● Provided text
** Begin **
This functionality is provided by the WinRT API Windows.Foundation.Uri in C++ and JS and by System.Uri in .NET.  Normalization is applied during construction of the Uri object.
URI normalization is the application of URI normalization rules (including DNS normalization, IDN normalization, percent-encoding normalization, etc.) to the input URI.
        var normalizedUri = new Windows.Foundation.Uri("HTTP://EXAMPLE.COM/p%61th foo/");
        console.log(normalizedUri.absoluteUri); // http://example.com/path%20foo/
This is modulo Win8 812823 in which the Windows.Foundation.Uri.AbsoluteUri property returns a normalized IRI not a normalized URI.  This bug does not affect System.Uri.AbsoluteUri which returns a normalized URI.

Equality

This functionality is provided by the WinRT API Windows.Foundation.Uri in C++ and JS and by System.Uri in .NET. 
URI equality determines if two URIs are equal or not necessarily equal.
** End **
(Dataset rows on where objects appear)
** Begin **
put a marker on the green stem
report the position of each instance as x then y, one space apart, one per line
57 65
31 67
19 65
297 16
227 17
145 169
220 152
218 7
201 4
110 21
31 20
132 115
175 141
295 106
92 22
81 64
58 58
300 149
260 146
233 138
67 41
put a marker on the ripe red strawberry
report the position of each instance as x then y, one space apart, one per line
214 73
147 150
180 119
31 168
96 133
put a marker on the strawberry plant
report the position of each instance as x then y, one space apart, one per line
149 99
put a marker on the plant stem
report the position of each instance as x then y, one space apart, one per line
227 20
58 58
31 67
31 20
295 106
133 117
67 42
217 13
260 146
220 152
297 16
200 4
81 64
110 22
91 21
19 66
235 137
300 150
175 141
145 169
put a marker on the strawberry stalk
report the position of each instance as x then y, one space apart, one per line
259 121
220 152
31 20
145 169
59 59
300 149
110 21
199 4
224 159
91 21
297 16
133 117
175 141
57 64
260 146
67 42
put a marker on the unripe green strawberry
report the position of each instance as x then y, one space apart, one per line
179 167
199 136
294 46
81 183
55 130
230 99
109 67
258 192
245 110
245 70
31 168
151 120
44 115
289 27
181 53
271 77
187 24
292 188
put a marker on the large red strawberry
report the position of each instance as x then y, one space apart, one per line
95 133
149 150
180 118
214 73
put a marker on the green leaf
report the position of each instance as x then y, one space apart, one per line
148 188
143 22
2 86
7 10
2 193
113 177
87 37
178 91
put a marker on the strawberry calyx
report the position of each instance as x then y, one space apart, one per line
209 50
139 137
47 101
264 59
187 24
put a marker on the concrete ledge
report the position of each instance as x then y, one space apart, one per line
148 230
** End **
** Begin **
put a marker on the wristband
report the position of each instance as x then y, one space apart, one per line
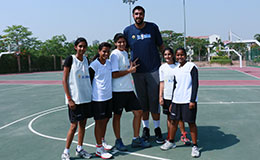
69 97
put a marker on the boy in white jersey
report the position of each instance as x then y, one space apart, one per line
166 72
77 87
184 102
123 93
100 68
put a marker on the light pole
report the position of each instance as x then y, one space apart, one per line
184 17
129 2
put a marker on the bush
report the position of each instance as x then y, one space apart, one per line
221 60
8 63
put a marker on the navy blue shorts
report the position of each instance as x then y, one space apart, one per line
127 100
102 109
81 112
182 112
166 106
** End **
● Stated problem 1
According to the URI text, at what point is normalization applied to a Uri object?
● Stated problem 2
Copy from the URI text the part that opens with the words containing "URI normalization is" and closes with "not necessarily equal.".
These dataset rows have no connection to the URI text.

● Correct output 1
Normalization is applied during construction of the Uri object.

● Correct output 2
URI normalization is the application of URI normalization rules (including DNS normalization, IDN normalization, percent-encoding normalization, etc.) to the input URI.
        var normalizedUri = new Windows.Foundation.Uri("HTTP://EXAMPLE.COM/p%61th foo/");
        console.log(normalizedUri.absoluteUri); // http://example.com/path%20foo/
This is modulo Win8 812823 in which the Windows.Foundation.Uri.AbsoluteUri property returns a normalized IRI not a normalized URI.  This bug does not affect System.Uri.AbsoluteUri which returns a normalized URI.

Equality

This functionality is provided by the WinRT API Windows.Foundation.Uri in C++ and JS and by System.Uri in .NET. 
URI equality determines if two URIs are equal or not necessarily equal.